◆ Stated exercise 1 ◆
According to the storm repair article, why had Belmore Smash Repairs seen only a small increase in work? Answer in one to three sentences.
◆ Stated exercise 2 ◆
Extend the storm repair article beyond its final sentence.

◆ Given passage ◆
****************************************
Employees of Taminda Smash Repairs are still as busy as they were in the weeks immediately following the storm.
“We’re going to have work for 12 months to come,” manager Darrin Hogan said.
He estimated the firm had done about 200 quotes for work so far, despite taking two weeks’ holiday over Christmas.
Before that break, he said they had been working 12-hour days and working all day on Saturdays to get through the deluge of jobs.
These jobs range from all paintless repairs to those that require whole panels to be replaced, and respraying of most of the vehicle, which can leave cars in the workshop for up to a month.
It was a similar story at Nyman’s Smash Repairs. Manager Rick Vine said 470-odd quotes had been received since the storm, about 85 per cent of which were the result of it.
“It’s hard to gauge how long it will take, but I’d say at least six to eight months from what we’re looking at,” Mr Vine said.
The average job cost about $3500, he said, and they would book about 20 jobs each week.
Belmore Smash Repairs owner Neil Artuso said he had seen a small increase in work, but paintless dent removal companies that arrived in the wake of the storm had been given the majority of work from insurance companies.
Mr Hogan also said out-of-town companies had absorbed some of the workload.
****************************************
Excerpts of labeled region data
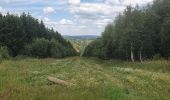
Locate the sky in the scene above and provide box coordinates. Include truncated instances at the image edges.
[0,0,153,36]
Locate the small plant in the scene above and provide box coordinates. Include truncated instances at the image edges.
[153,54,161,60]
[0,47,10,62]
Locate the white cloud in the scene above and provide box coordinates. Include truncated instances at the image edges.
[70,3,113,14]
[0,6,6,14]
[68,0,80,5]
[59,19,74,25]
[43,7,56,14]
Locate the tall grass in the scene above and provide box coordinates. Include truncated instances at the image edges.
[0,57,170,100]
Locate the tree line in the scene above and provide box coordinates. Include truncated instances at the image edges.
[83,0,170,62]
[0,13,77,58]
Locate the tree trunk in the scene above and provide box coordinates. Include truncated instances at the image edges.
[131,43,135,62]
[139,43,143,62]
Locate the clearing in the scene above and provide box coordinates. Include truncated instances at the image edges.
[0,57,170,100]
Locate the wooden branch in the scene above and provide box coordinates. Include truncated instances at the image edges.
[48,76,74,86]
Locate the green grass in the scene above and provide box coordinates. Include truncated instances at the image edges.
[0,57,170,100]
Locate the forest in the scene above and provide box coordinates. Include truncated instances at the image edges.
[0,0,170,100]
[83,0,170,62]
[0,13,77,58]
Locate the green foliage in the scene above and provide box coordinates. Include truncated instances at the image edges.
[83,0,170,61]
[23,38,76,58]
[153,54,161,60]
[0,57,170,100]
[0,13,76,58]
[0,47,10,60]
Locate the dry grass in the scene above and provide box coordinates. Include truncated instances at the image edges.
[0,57,170,100]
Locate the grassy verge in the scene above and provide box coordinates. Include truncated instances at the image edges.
[0,57,170,100]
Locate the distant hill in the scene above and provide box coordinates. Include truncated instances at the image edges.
[63,35,99,40]
[63,35,99,56]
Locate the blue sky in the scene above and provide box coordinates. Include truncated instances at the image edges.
[0,0,153,35]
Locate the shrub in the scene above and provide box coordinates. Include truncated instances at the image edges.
[0,47,10,61]
[49,40,65,58]
[153,54,161,60]
[24,38,50,58]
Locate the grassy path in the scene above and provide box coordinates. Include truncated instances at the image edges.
[0,57,170,100]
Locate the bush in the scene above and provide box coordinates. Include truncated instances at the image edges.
[49,40,65,58]
[0,47,10,61]
[153,54,162,60]
[28,38,50,58]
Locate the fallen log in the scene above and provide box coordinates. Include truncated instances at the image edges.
[48,76,74,86]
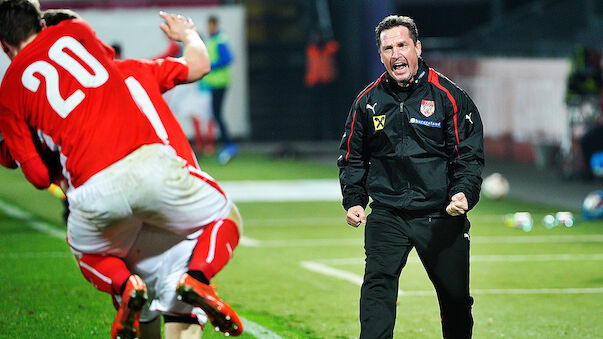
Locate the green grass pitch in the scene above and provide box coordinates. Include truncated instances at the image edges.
[0,155,603,338]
****************************************
◆ Reply 1 ◆
Owner Neil Artuso said that paintless dent removal companies arrived after the storm and were given most of the work from insurance companies. As a result, Belmore received only a small increase in jobs.

◆ Reply 2 ◆
Tamworth’s four glass companies have also had few moments to spare in the wake of the storm, even with the arrival of numerous out-of-town glaziers. Grassy’s Glass owner Brett Turner said they were dealing with the surge of non-urgent jobs and expected these to take another six weeks to get out of the way.
He estimated there were 40 to 50 of these jobs to be completed, on top of the 200-odd urgent repairs they did.
Tamworth Glass owner Narelle Cross said she recently completed the 88th invoice for hail damage, with another 70 to 80 to go – not counting those jobs already booked in and described the workload as “absolutely horrendous”.
Assessment work on damaged roofs was also ongoing, roofer Michael
Hellmann said. He said he had inspected up to 80 properties so far and expected the year ahead to be similarly busy, once insurance assessors approved the repair work to go ahead.
GIO Insurance spokesman Duncan Bone said it was difficult to estimate the damage bill, but 916 home and contents claims were received, and another 1000 were expected.